__What this task involves__
Please copy out all the data. Every detail stays the same.
____
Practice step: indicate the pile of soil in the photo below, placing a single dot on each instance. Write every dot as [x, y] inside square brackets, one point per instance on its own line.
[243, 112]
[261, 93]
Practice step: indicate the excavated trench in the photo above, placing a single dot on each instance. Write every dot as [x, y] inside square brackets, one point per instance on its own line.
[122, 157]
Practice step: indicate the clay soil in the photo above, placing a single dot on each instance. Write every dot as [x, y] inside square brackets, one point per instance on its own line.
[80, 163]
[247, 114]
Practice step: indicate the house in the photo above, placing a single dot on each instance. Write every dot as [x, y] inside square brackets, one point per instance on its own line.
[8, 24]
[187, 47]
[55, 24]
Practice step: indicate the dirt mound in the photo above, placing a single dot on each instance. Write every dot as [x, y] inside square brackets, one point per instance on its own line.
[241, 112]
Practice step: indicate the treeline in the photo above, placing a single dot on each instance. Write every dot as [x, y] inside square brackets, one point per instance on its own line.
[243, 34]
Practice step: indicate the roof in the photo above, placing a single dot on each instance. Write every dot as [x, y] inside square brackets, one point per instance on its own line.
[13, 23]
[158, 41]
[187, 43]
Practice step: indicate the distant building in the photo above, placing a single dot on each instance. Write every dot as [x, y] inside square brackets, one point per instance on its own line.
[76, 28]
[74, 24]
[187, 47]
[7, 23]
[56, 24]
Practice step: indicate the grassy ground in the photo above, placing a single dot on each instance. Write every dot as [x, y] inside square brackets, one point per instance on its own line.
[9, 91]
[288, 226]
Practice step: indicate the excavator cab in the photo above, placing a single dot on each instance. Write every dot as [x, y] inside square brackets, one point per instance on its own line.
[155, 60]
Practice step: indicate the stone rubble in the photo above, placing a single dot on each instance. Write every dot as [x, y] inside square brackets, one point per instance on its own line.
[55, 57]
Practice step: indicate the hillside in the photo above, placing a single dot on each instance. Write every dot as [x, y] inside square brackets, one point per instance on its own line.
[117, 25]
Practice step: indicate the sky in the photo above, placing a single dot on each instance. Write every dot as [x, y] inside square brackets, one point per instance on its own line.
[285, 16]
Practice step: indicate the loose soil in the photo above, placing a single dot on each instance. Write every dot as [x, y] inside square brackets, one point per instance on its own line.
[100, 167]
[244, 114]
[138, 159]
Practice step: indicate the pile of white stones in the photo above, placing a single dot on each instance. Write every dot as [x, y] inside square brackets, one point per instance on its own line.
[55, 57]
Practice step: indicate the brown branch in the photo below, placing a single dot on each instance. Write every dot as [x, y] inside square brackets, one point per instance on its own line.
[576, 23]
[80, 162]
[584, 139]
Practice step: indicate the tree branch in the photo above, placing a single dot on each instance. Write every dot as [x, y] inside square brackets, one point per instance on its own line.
____
__Result of this task__
Practice step: indicate the pile of soil in the photo below, placing a single dot on each instance. Write every dot as [x, y] inside square brackets, one point per instance on its own line.
[243, 112]
[261, 93]
Practice step: indicate the excavated trench in the photo above, placing a single dot on each instance. Write every dot as [x, y] inside square brackets, one point per instance on its own line.
[122, 157]
Practice step: indicate the clay soil in the photo above, placing a single dot on each instance. Write every dot as [x, y] inside square brackets, one point per instance on its own line.
[80, 163]
[247, 114]
Practice step: indicate the house in the photo above, placing a single dot on each instance. Write every dot as [x, y] inside square brackets, one point per instance on its own line.
[8, 24]
[187, 47]
[55, 24]
Practice step: indicate the dirt mound in the photo above, placing a single dot on each instance. Write every dot as [x, y] inside square brackets, one point per instance on its own line.
[241, 112]
Practice step: indicate the treeline in the photo above, placing a single dot on each instance. Write every dot as [x, y] inside square brackets, one point per instance on its own line.
[243, 34]
Practice step: indicate the roof in the photo above, placing a single dot on each instance. Write every dot as [x, y] inside square brackets, one point per instance on its own line.
[13, 23]
[158, 41]
[187, 43]
Practice step: indicate the distant building in the photo above, placing a single dot on each instance. Write every dot as [x, y] inside square brackets, one point per instance on its own line.
[76, 28]
[74, 24]
[187, 47]
[7, 23]
[56, 24]
Practice step: indicate the grassy ground in the photo above, placing a single dot on each instance. Write every dot as [x, y] inside square brackets, one point per instance on its own line.
[9, 91]
[288, 226]
Practice step: indicate the excavator cab in the photo above, placing a single dot on each instance. Write every dot as [x, y] inside square brackets, one point per instance on its own line.
[155, 60]
Practice step: indicate the stone rubble in the photo above, placing a single dot on each instance. Write every dot as [x, y] inside square brackets, one point per instance on its own line.
[55, 57]
Practice step: indicate the hillside in the photo above, placing a single dot on each instance. Write every dot as [x, y] inside square brackets, one point per instance on its own line.
[117, 25]
Practice step: indicate the sky in the photo above, placing a single dot on each instance. Write every dot as [x, y] inside square brackets, one point per instance on its own line.
[285, 16]
Practice step: indicate the loose soil in the photo above, placing a single dot on each instance. Write every dot as [x, y] inside square brackets, one point per instance on its own line.
[100, 167]
[244, 114]
[138, 159]
Practice step: indicate the pile of white stones in the photo above, placing a single dot on each instance. Write every dot as [x, y] inside square brackets, one point per instance on its own line.
[55, 57]
Practice step: indicate the brown branch in the photo below, placing a single dot on each instance. Write every dot as [x, y] inside square brackets, one point per instance on its own line.
[576, 23]
[80, 162]
[584, 139]
Practice step: indicate the tree branch in the photo above, placing a single dot on each instance. Write every dot as [x, y] inside square brackets, one point per instance on its own line.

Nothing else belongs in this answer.